→ **WHAT YOU HAVE TO DO**:
Reproduce the data below, starting with the line that contains "Find the hedge" and going on through the end of the data, with both ends included. Add 27 to every coordinate value in the answers.

→ **Entries from a pointing dataset**:
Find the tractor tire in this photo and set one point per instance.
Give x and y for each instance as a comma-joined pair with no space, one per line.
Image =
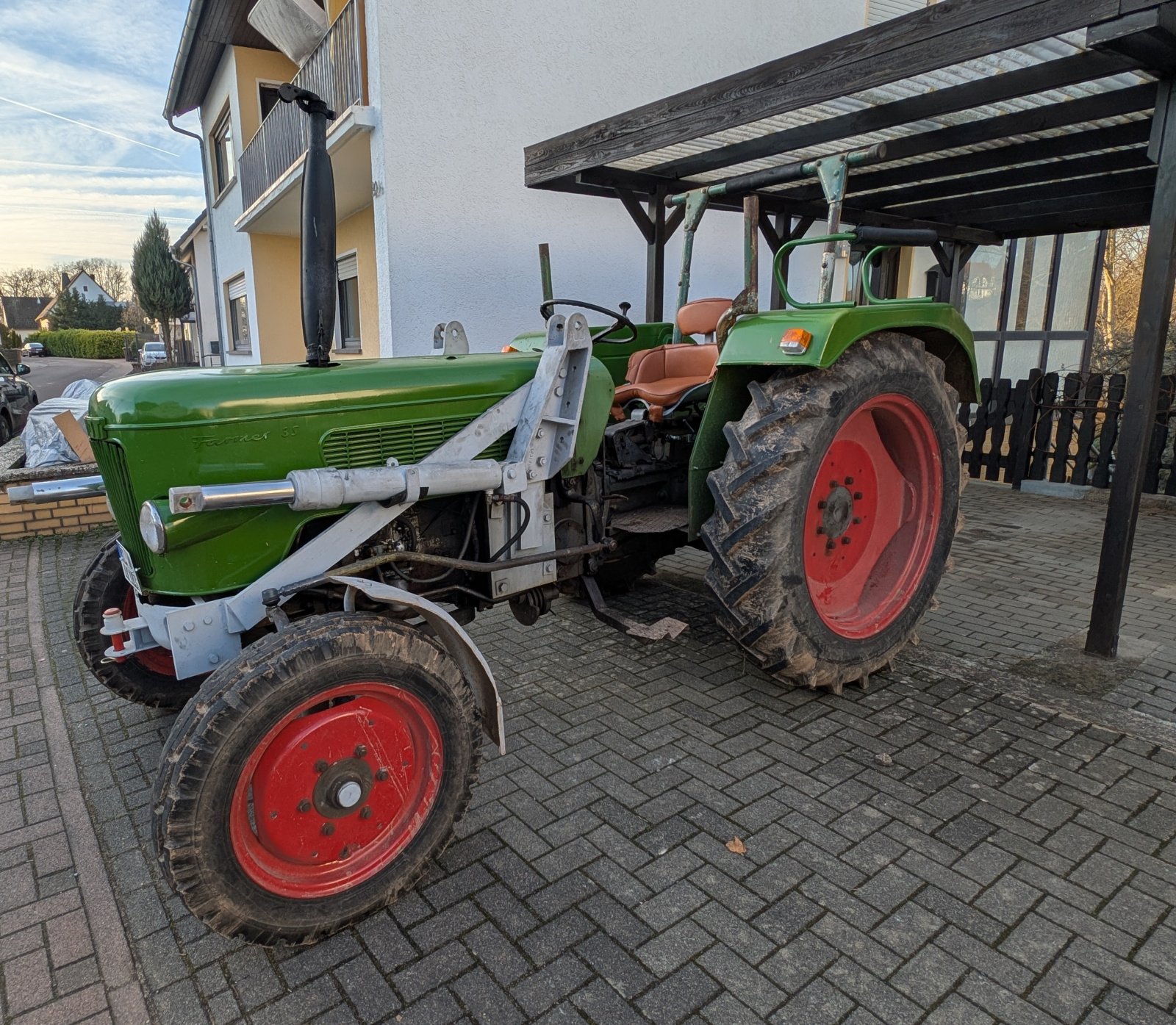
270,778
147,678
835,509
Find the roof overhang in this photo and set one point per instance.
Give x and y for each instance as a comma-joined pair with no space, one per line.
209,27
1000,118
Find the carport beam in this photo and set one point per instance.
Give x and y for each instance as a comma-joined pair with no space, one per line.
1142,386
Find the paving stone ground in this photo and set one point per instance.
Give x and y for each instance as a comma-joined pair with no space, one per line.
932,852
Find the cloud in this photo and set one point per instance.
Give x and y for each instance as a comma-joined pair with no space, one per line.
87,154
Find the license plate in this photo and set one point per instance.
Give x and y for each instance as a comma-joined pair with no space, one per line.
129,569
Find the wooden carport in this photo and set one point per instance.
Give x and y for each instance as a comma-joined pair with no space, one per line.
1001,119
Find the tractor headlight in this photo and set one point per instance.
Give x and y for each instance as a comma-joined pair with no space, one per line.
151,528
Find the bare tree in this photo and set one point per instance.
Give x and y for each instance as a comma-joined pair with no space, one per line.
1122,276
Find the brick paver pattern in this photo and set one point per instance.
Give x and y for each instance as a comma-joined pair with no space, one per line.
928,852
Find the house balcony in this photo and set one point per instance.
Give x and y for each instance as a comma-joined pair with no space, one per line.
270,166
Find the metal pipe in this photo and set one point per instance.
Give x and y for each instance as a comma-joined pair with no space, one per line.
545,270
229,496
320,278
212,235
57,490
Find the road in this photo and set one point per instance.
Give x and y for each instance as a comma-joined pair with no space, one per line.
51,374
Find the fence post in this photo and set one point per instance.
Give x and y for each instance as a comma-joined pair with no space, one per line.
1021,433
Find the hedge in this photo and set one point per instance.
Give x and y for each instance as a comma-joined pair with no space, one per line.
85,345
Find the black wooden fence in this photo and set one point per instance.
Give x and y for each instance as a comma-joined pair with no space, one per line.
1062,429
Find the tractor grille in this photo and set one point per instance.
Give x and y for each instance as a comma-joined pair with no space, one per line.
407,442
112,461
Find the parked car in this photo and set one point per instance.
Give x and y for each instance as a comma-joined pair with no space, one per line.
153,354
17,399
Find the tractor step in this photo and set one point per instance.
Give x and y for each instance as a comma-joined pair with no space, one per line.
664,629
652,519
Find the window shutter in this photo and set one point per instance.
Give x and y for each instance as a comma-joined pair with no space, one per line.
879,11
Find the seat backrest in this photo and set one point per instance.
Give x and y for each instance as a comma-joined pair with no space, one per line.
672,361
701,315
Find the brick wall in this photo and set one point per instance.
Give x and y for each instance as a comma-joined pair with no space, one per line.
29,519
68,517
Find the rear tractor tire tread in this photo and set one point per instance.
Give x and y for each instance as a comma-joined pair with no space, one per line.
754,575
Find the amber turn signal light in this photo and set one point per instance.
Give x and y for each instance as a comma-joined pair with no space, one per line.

→ **EXERCISE SOLUTION**:
Find the hedge in this photo and set one point per instance.
Give x and y for each instance as a comma-joined pair with no space, one per line.
112,372
Find the black wooden fence in this photo and set one point per instance.
Give x and y for each instance as a comma-joined pair with no space, one per line.
1089,456
Find the tractor grille in this photo and set one point per instance.
Give x and y for each instance as a comma-joined pair with no space, one per line.
434,469
139,488
Find the parked car in this photo and set one point per instance.
Give x and y for each instance as a comma-joined pair with no space, one per line.
180,381
44,426
Find the tractor step in this photo and set one point per instance.
Give x and y for each instance as a comma-joined pair with no space, one per line.
691,656
679,546
Find the window shutter in this photo and set one point per instance.
Give x and y for each instance as a comma-joined pair with no space, one per line.
906,38
Find the seat backrest in this photo and set one point per instance.
Give x and y for each instance as a comma-joined pair with no space, one per line.
699,388
728,342
Find the brick wall in this photo and set one point per instance.
Give x and y for each instance as a comma-joined pair with no space, one per line.
56,546
95,544
Find the rear tractor tire tread in this photo and set one point per instance.
Give x and y for each instance as a comma-joined pair with no space, one per line.
781,602
Find the amber turn signal light in this photo and set one point per instance.
Give x and y for each instance as a comma-joined pair with no space, one per line.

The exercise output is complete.